PROMPT 1 → From the passage below on NSF's merit review process, list every source it names for selecting expert peer reviewers.

PASSAGE GIVEN →
__________

A flowchart that graphically depicts the major steps in the merit
review process and a timeline is attached to this testimony as Appendix
I. These steps include:
Assignment to the appropriate program for review.
Principal investigators initiate this process by selecting the program
or programs to which they wish to submit their proposal. Once
submitted, the cognizant program officers for those programs confirm
that the assignment is appropriate. On occasion, a proposal may be
reassigned to another program where there is a better fit. During this
initial assignment process, it is not uncommon for proposals to be
assigned to multiple programs for review, if the subject is
interdisciplinary in nature, or if the question is of interest and
relevance to more than one program.
Administrative review of all proposals for compliance with
NSF regulations. These regulations, which are intended to ensure
fairness in the review process, are described in the Grant Proposal
Guide, which is widely available to the NSF community on the NSF Web
site (http://www.nsf.gov/pubs/policydocs/pappguide/nsf11001/
nsf11-1.pdf). Proposals that do not comply with these
regulations may be returned without review.
Merit review of all proposals that pass the administrative
review. As noted above, a critical feature of NSF's process is the use
of both external review by experts in the field and internal review by
NSF's corps of program officers. The program officers are responsible
for administering the merit review process from beginning to end,
starting with identifying and recruiting appropriate peer reviewers
from the external community to serve either as individual reviewers for
a particular proposal (referred to as ``ad hoc'' reviewers) or as
members of a panel of reviewers who evaluate a larger set of proposals.
To ensure that they receive substantive reviews from a variety of
perspectives, the program officers reach out to a broad range of
experts for input--in fiscal year 2010, over 46,000 external peer
reviewers from academia, government, and occasionally industry provided
authoritative advice to the Foundation. Selection of expert peer
reviewers may be based on the program officer's knowledge, references
listed in the proposal, individuals cited in recent publications or
relevant journals, presentations at professional meetings, reviewer
recommendations, bibliographic and citation databases, or suggestions
from the proposal author (subject to the program officer's discretion).
In making these selections, program officers pay very careful attention
to avoiding conflicts of interest, both real and perceived.
NSF takes seriously its responsibility to ensure that the merit
review process is fair and equitable. One of the ways in which we
address this responsibility is through the briefings that are given to
each review panel before it begins its work. In these briefings,
panelists are instructed on NSF's review criteria (Intellectual Merit
and Broader Impacts), and on maintaining confidentiality and avoiding
conflicts of interest. In addition, review panel briefings typically
include alerting the reviewers to the phenomenon of implicit bias,
which may adversely impact new investigators, smaller institutions, and
underrepresented groups. By guarding against the effects of implicit
bias in the review process, NSF is working to ensure that there are
equitable opportunities for all investigators.
I should note here that while the vast majority of the proposals
received at NSF (96%) are subject to both external and internal merit
review, for some proposals the external review requirement is waived.
This waiver provides necessary flexibility for handling proposals for
which most of the external community would be conflicted (such as
proposals for small conferences, workshops, or symposia), those for
which there is a severe urgency (submitted through the Grants for Rapid
Response Research, or RAPID, mechanism used, for example, on rapid-
response research to the Deepwater Horizon oil spill), and those that
request support for high-risk, potentially transformative exploratory
work (submitted through the Early Grants for Exploratory Research, or
EAGER, mechanism). These proposals are usually only reviewed internally
by program officers with appropriate expertise.

__________

[Point annotation dataset records]

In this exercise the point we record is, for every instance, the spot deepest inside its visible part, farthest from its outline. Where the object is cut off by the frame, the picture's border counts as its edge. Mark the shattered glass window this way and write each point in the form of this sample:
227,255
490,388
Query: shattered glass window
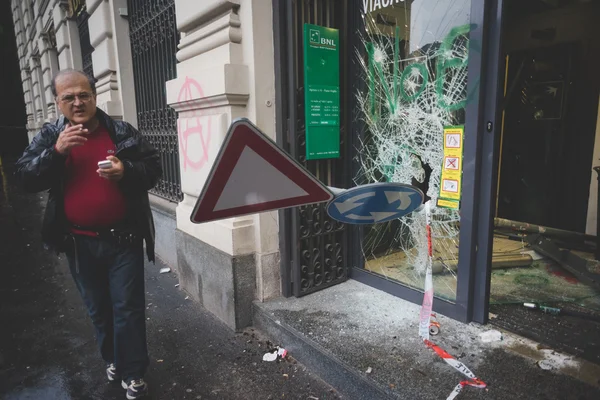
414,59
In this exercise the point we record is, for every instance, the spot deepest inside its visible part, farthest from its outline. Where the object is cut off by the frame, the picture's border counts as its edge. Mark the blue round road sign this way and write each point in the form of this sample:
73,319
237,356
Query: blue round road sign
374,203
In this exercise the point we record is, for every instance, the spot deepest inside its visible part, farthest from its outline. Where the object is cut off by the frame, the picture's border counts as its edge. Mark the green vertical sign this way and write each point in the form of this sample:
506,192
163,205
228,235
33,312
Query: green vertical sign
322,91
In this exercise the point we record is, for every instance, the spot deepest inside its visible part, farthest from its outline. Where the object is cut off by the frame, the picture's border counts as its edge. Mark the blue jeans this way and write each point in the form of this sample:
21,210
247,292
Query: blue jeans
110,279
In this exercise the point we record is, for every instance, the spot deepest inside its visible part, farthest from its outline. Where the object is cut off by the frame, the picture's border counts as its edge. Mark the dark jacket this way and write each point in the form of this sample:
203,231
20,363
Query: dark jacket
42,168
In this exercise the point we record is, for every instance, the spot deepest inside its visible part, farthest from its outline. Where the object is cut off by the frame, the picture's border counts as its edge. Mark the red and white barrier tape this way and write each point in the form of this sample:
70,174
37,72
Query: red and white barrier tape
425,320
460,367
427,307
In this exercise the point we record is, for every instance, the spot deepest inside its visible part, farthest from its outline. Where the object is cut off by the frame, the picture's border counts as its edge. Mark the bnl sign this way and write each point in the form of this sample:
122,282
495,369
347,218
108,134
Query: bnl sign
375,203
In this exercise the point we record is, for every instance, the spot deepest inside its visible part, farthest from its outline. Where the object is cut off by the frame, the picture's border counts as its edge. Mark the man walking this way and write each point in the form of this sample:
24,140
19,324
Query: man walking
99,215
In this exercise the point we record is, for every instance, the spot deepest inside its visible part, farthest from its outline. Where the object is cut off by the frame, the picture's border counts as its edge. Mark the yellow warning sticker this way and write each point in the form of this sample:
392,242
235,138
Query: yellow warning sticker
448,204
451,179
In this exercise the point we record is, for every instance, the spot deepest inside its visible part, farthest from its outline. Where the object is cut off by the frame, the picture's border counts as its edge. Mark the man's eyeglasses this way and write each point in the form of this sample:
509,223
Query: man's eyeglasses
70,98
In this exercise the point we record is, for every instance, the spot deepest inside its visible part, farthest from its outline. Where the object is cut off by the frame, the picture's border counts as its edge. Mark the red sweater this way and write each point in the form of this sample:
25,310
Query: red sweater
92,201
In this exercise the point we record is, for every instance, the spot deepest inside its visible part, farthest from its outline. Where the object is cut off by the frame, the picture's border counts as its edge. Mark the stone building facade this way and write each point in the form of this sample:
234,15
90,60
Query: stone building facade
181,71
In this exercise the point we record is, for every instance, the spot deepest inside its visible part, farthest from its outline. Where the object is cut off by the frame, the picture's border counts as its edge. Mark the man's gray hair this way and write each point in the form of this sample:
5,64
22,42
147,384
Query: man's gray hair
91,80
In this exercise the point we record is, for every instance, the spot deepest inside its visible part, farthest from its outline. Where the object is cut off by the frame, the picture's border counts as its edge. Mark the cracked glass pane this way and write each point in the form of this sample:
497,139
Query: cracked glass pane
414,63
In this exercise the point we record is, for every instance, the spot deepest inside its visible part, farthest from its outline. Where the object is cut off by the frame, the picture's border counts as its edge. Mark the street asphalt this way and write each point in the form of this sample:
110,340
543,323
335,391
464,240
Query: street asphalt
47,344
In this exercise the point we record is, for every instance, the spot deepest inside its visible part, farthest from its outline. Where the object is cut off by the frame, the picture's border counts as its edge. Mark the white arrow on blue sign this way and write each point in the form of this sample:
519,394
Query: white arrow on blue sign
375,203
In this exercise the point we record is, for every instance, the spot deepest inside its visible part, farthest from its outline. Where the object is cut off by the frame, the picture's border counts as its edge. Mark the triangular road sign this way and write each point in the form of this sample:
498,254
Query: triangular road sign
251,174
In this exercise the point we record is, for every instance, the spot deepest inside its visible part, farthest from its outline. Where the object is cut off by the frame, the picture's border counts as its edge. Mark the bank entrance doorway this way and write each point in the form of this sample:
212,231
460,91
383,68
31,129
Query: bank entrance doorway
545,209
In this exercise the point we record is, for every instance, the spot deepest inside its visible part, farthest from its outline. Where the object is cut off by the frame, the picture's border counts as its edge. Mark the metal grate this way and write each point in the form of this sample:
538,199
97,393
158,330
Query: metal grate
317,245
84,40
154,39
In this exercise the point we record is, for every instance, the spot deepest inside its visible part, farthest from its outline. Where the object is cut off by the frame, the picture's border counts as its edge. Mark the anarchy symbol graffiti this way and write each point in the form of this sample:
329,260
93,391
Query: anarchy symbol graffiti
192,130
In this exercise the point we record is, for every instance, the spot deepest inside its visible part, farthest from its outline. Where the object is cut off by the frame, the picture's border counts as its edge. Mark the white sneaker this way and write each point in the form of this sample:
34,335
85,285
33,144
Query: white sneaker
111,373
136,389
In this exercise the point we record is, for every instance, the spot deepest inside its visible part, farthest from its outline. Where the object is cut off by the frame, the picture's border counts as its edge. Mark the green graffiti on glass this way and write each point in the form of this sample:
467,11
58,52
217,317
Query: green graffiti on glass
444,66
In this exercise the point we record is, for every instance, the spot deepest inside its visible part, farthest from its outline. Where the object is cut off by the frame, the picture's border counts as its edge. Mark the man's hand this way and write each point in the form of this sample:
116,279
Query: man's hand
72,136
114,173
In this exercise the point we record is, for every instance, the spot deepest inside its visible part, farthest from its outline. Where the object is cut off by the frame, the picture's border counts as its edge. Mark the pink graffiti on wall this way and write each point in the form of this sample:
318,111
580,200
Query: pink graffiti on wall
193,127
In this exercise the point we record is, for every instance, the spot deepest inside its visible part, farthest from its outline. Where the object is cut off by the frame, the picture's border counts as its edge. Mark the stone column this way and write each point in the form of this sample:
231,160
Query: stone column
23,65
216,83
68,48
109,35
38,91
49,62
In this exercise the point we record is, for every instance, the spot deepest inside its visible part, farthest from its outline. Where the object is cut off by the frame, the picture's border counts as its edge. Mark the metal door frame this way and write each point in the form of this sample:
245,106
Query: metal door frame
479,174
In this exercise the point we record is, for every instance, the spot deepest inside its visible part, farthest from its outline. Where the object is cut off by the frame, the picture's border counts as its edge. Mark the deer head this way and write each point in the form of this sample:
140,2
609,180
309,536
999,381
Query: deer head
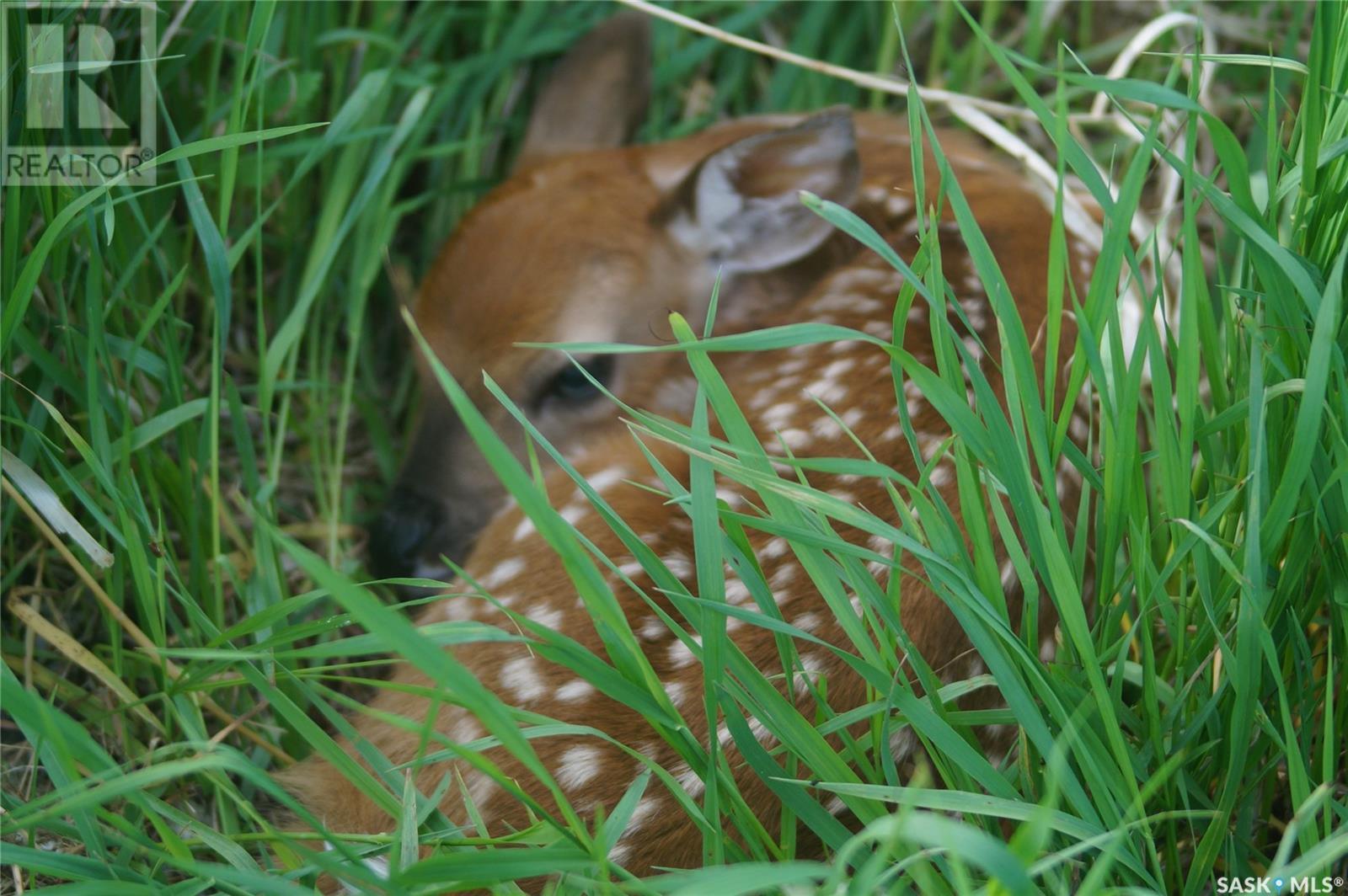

__________

PROMPT 2 → Rewrite the lines of the listing, starting with the line that contains "Mark the street" and going on through the line that contains "Query: street asphalt", changing "street asphalt" to "road pavement" and keeping everything else the same.

EXERCISE RESULT 1 →
- The program officer's knowledge
- References listed in the proposal
- Individuals cited in recent publications or relevant journals
- Presentations at professional meetings
- Reviewer recommendations
- Bibliographic and citation databases
- Suggestions from the proposal author (subject to the program officer's discretion)

EXERCISE RESULT 2 →
In this exercise the point we record is, for every instance, the spot deepest inside its visible part, farthest from its outline. Where the object is cut off by the frame, the picture's border counts as its edge. Mark the road pavement this way and write each point in the form of this sample:
110,340
543,323
335,391
464,240
Query: road pavement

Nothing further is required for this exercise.